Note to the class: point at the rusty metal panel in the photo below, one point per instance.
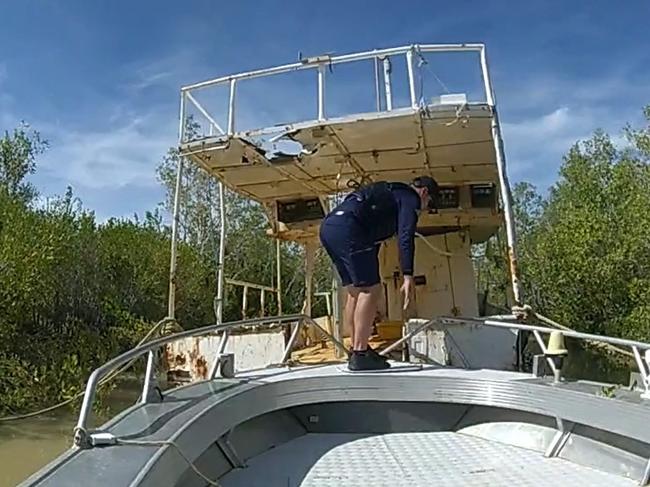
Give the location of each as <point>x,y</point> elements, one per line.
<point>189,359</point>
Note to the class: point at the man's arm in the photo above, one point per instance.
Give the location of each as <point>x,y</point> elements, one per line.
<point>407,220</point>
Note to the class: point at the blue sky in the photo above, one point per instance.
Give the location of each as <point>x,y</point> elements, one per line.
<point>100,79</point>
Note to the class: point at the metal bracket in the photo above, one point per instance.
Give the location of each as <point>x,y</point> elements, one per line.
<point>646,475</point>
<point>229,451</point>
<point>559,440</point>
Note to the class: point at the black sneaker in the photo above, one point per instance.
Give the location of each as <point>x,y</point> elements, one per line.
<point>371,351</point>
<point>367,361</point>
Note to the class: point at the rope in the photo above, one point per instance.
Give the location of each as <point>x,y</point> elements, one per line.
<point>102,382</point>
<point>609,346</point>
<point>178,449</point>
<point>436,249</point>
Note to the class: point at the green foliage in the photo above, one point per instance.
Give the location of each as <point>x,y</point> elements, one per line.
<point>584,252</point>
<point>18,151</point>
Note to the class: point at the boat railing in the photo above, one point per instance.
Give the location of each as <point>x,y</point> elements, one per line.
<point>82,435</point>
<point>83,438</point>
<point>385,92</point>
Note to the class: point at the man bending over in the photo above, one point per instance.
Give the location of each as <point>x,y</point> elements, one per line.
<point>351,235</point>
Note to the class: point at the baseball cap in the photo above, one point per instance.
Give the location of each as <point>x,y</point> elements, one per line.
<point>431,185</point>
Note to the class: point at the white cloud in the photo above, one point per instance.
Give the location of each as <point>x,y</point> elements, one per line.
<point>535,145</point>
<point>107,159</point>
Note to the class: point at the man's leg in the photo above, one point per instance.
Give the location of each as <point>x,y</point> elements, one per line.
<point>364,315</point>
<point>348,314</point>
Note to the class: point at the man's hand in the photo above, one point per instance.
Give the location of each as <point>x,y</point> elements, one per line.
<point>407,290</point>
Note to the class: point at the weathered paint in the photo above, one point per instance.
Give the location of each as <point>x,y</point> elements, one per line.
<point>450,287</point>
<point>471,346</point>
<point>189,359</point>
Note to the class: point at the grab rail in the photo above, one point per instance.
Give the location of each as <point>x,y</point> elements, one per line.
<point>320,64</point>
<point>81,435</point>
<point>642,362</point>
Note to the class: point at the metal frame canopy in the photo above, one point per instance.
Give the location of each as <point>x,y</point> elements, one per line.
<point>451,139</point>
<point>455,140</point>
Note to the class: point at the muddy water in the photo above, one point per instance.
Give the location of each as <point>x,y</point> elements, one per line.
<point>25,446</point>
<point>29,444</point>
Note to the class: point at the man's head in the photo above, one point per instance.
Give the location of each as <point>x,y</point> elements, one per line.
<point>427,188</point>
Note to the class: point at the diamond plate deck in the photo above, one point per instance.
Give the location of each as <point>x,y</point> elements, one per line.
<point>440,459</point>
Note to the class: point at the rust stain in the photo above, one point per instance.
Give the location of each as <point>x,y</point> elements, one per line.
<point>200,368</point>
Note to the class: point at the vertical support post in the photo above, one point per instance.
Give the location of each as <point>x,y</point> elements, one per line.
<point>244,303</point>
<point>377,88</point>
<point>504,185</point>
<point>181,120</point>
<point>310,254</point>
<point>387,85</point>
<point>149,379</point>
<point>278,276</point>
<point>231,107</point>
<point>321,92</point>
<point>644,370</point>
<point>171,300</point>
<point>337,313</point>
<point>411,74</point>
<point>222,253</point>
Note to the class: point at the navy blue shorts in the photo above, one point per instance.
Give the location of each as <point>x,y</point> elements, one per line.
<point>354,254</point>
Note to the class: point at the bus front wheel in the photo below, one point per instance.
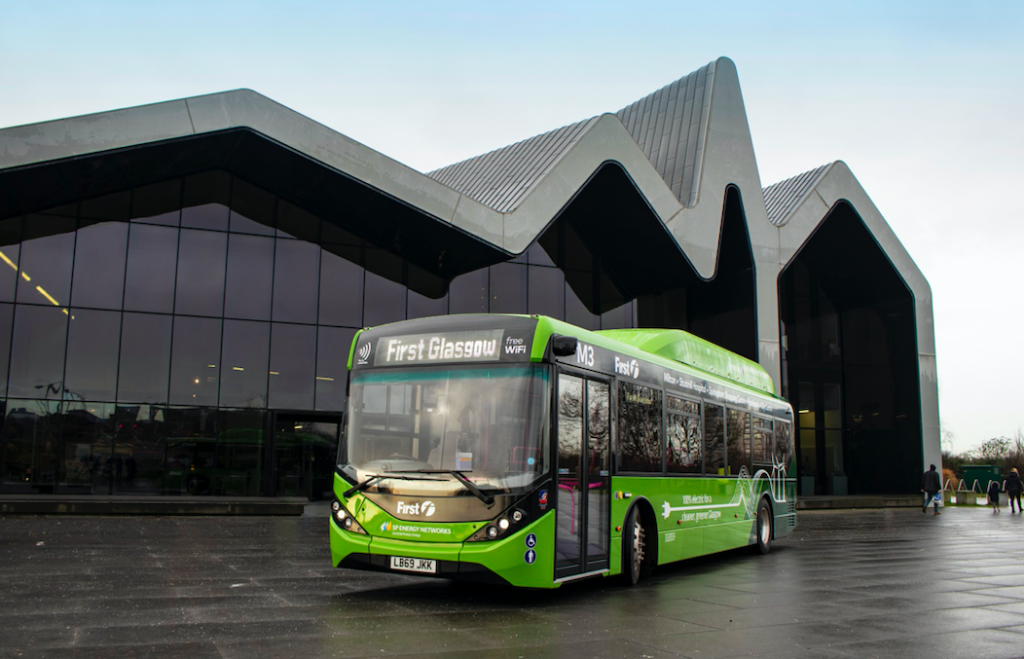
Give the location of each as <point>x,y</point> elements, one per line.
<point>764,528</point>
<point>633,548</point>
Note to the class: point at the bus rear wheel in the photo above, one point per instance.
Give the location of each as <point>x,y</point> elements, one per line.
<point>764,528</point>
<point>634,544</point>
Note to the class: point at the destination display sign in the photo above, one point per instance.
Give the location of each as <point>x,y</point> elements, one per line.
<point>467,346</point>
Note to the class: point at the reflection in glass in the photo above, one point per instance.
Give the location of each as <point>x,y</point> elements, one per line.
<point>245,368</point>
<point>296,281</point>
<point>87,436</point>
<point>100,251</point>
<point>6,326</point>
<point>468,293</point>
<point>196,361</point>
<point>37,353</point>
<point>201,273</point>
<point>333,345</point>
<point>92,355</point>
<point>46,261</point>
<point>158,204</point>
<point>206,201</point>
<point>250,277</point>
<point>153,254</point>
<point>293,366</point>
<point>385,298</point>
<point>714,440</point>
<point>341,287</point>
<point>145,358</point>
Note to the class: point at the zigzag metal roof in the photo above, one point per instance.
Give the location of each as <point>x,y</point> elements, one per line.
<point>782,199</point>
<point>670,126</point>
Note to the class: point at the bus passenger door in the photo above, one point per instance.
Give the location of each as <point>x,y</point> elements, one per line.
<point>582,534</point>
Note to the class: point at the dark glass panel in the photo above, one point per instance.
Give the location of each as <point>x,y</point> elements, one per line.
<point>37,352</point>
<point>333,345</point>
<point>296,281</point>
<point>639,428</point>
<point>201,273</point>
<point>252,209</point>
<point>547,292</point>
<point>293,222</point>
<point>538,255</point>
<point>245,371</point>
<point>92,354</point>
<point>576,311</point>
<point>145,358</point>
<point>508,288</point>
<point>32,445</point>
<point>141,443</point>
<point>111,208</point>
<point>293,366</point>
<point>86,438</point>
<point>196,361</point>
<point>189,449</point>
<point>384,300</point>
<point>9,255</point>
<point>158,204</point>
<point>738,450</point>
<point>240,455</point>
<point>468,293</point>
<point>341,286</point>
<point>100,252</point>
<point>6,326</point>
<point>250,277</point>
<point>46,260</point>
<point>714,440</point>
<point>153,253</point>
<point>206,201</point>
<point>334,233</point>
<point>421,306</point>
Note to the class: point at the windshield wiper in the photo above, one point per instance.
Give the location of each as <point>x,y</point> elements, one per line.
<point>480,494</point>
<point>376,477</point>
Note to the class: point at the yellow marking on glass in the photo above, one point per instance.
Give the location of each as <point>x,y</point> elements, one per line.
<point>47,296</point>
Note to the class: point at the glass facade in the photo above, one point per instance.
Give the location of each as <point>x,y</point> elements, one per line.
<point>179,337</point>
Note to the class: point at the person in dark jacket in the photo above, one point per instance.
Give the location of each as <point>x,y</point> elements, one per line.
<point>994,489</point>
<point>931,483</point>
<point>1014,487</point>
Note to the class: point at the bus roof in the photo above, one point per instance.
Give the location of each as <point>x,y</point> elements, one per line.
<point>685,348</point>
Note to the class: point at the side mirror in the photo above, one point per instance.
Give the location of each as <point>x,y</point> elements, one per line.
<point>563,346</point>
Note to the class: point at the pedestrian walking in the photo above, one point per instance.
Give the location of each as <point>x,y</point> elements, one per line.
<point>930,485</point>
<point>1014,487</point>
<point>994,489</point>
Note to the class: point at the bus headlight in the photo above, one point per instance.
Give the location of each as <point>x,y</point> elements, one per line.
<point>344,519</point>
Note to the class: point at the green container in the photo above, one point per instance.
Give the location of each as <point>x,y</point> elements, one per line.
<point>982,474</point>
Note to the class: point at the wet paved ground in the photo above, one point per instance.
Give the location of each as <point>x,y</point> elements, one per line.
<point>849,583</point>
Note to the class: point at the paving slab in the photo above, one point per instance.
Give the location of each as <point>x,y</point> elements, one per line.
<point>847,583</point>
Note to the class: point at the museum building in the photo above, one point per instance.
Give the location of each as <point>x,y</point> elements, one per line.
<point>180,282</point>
....................
## Written problem
Can you repeat all of the records above word for word, leaving out the pictures?

## Expected output
Note to the class: point at the rusty metal panel in the photo below, one point per instance.
Give the location of each as <point>x,y</point> elements, one per line.
<point>189,359</point>
Note to the class: point at the man's arm in the photo above, one point per instance.
Give the location of each as <point>x,y</point> elements, one per line.
<point>407,220</point>
Note to the class: point at the blue sky in the photo above, one point per instance.
Give the location of each as <point>x,y</point> elements, one per line.
<point>100,79</point>
Note to the class: point at the metal bracket in the photo above, one point per instance.
Give the location of each as <point>x,y</point> elements, one per line.
<point>646,475</point>
<point>229,451</point>
<point>559,440</point>
Note to the class: point at the black sneaker in the photo above, one point per instance.
Give the location of each as <point>x,y</point> elements, one per line.
<point>371,351</point>
<point>367,361</point>
Note to the class: point at the rope in the photo above, one point per instance.
Give the location of each as <point>x,y</point> elements, one per line.
<point>102,382</point>
<point>609,346</point>
<point>178,449</point>
<point>436,249</point>
Note to the class: point at the green foliage in the photo above, one point per instance.
Give the location of each as <point>x,y</point> elements, one per line.
<point>584,252</point>
<point>18,151</point>
Note to the class: point at the boat railing in the photo above, one point per instance.
Give the location of each as <point>x,y</point> elements, one per line.
<point>82,435</point>
<point>83,438</point>
<point>385,92</point>
Note to the class: point at the man bending over in the photo above, one point per instance.
Give the location of each as <point>x,y</point> elements, one per line.
<point>351,235</point>
Note to the class: point at the baseball cap in the photo above, one point per instance.
Give the location of each as <point>x,y</point> elements, one per line.
<point>431,185</point>
Note to the class: point at the white cloud in the photo above, one point per instance.
Give the location of each as <point>x,y</point> elements, one per line.
<point>535,145</point>
<point>107,159</point>
Note to the class: point at the man's leg in the photo above, one point per instance.
Give the location of each as <point>x,y</point> elements, one per line.
<point>364,315</point>
<point>348,314</point>
Note to the class: point at the man's hand in the photo above, one point per instance.
Give the location of each as <point>x,y</point> elements, one per line.
<point>407,290</point>
Note to the class: point at the weathered paint in the photo above, one point per instance.
Give the location of each as <point>x,y</point> elements, one per line.
<point>450,287</point>
<point>471,346</point>
<point>189,359</point>
Note to the class: point at the grab rail in the photo above, one point per instance.
Give the location of each as <point>x,y</point> elements, one per line.
<point>320,64</point>
<point>81,435</point>
<point>642,362</point>
Note to the class: point at the metal frame canopy in the photo above, one point per instance.
Give the location of each as <point>x,y</point> elements, one per line.
<point>451,139</point>
<point>455,140</point>
Note to the class: point at the muddy water in the photo above, one point per instance.
Give the location of each as <point>x,y</point> elements, one per line.
<point>25,446</point>
<point>29,444</point>
Note to the class: point at the man's head in the photo above, one point per instance.
Give the location of each as <point>x,y</point> elements, one per line.
<point>427,188</point>
Note to the class: point at the diamond plate deck in the photo above, one point per instance.
Give the location of each as <point>x,y</point> elements, one per line.
<point>440,459</point>
Note to the class: point at the rust stain in the photo above, one point per instance.
Give the location of each as <point>x,y</point> elements, one per line.
<point>200,368</point>
Note to the class: point at the vertical support post in the photo above, one point per instance.
Give the location of each as <point>x,y</point> elements, one per line.
<point>244,303</point>
<point>377,88</point>
<point>504,185</point>
<point>181,120</point>
<point>310,254</point>
<point>387,85</point>
<point>149,379</point>
<point>278,276</point>
<point>231,107</point>
<point>321,92</point>
<point>644,370</point>
<point>171,300</point>
<point>337,313</point>
<point>411,74</point>
<point>222,253</point>
Note to the class: point at the navy blue shorts in the photo above, one point per instance.
Give the location of each as <point>x,y</point> elements, one per line.
<point>354,254</point>
Note to the class: point at the bus front wheel in the photo below, one point per instance.
Give the location of each as <point>x,y</point> elements, one per line.
<point>764,528</point>
<point>633,548</point>
Note to the class: point at the bus rear wheel in the photo above, one point per instance.
Give the location of each as <point>x,y</point> elements, one per line.
<point>764,528</point>
<point>634,544</point>
Note to the class: point at the destination display sign in the photo above, one point per instance.
Give the location of each as <point>x,y</point> elements, one per line.
<point>467,346</point>
Note to the class: point at the reflection in glass in the photo above, one point per instance.
Give the location of each as <point>x,y</point> elements, one per line.
<point>245,368</point>
<point>296,281</point>
<point>87,436</point>
<point>100,251</point>
<point>6,326</point>
<point>468,293</point>
<point>196,361</point>
<point>37,353</point>
<point>201,273</point>
<point>333,345</point>
<point>92,355</point>
<point>46,261</point>
<point>158,204</point>
<point>206,201</point>
<point>250,277</point>
<point>153,254</point>
<point>293,366</point>
<point>385,298</point>
<point>714,440</point>
<point>341,287</point>
<point>145,358</point>
Note to the class: point at the zigzag metal roof in the photo above, one point per instance.
Give the location of each as <point>x,y</point> elements, one per line.
<point>782,199</point>
<point>670,126</point>
Note to the class: point at the bus passenger door in the photo above, one point per instance.
Give the location of each as <point>x,y</point> elements, one per line.
<point>582,534</point>
Note to the class: point at the dark glass panel in the photo above, one point per instance.
Give the location of each as <point>x,y</point> elements, one per line.
<point>37,352</point>
<point>333,345</point>
<point>296,281</point>
<point>639,428</point>
<point>201,273</point>
<point>252,209</point>
<point>547,292</point>
<point>293,222</point>
<point>538,255</point>
<point>245,371</point>
<point>92,354</point>
<point>576,311</point>
<point>145,358</point>
<point>508,288</point>
<point>32,445</point>
<point>141,443</point>
<point>111,208</point>
<point>293,366</point>
<point>86,438</point>
<point>196,361</point>
<point>189,449</point>
<point>384,300</point>
<point>9,255</point>
<point>158,204</point>
<point>738,450</point>
<point>240,455</point>
<point>468,293</point>
<point>341,286</point>
<point>100,252</point>
<point>6,326</point>
<point>250,277</point>
<point>46,260</point>
<point>714,440</point>
<point>153,253</point>
<point>206,201</point>
<point>334,233</point>
<point>421,306</point>
Note to the class: point at the windshield wiper in the photo above, one point per instance.
Give the location of each as <point>x,y</point> elements, one per line.
<point>480,494</point>
<point>376,477</point>
Note to the class: point at the yellow marking on glass in the photo above, one point per instance.
Give the location of each as <point>x,y</point> elements, one per line.
<point>47,296</point>
Note to the class: point at the glass facade in the photo above, one point per instance.
Give the location of each as <point>x,y</point> elements, one per line.
<point>179,337</point>
Note to the class: point at the person in dark jacket in the photo above, one point per instance.
Give the location of each as <point>x,y</point> elements, one per line.
<point>994,489</point>
<point>931,483</point>
<point>1014,487</point>
Note to the class: point at the bus roof in the photo above, one point per instance.
Give the location of each as <point>x,y</point> elements, one per line.
<point>685,348</point>
Note to the class: point at the side mirror in the photo above, one point per instance.
Give the location of each as <point>x,y</point> elements, one per line.
<point>563,346</point>
Note to the class: point at the pedestrian walking in the photo above, one point per instance.
Give the location of each as <point>x,y</point> elements, one per line.
<point>930,485</point>
<point>1014,487</point>
<point>994,489</point>
Note to the class: point at the bus headlight in the photo above, one point per instance.
Give the location of each as <point>x,y</point> elements, one per line.
<point>344,519</point>
Note to the class: point at the green container in the photo above, one point per instance.
Give the location of each as <point>x,y</point> elements, one per line.
<point>982,474</point>
Note to the class: point at the wet paved ground in the photo above, one point per instance.
Give the location of each as <point>x,y</point> elements, one per line.
<point>849,583</point>
Note to the class: point at the paving slab in the photo above, one point per instance.
Give the location of each as <point>x,y</point> elements, one per line.
<point>847,583</point>
Note to the class: point at the museum building in the photo above, one point per instance.
Give the location of each as <point>x,y</point> elements, one per line.
<point>180,282</point>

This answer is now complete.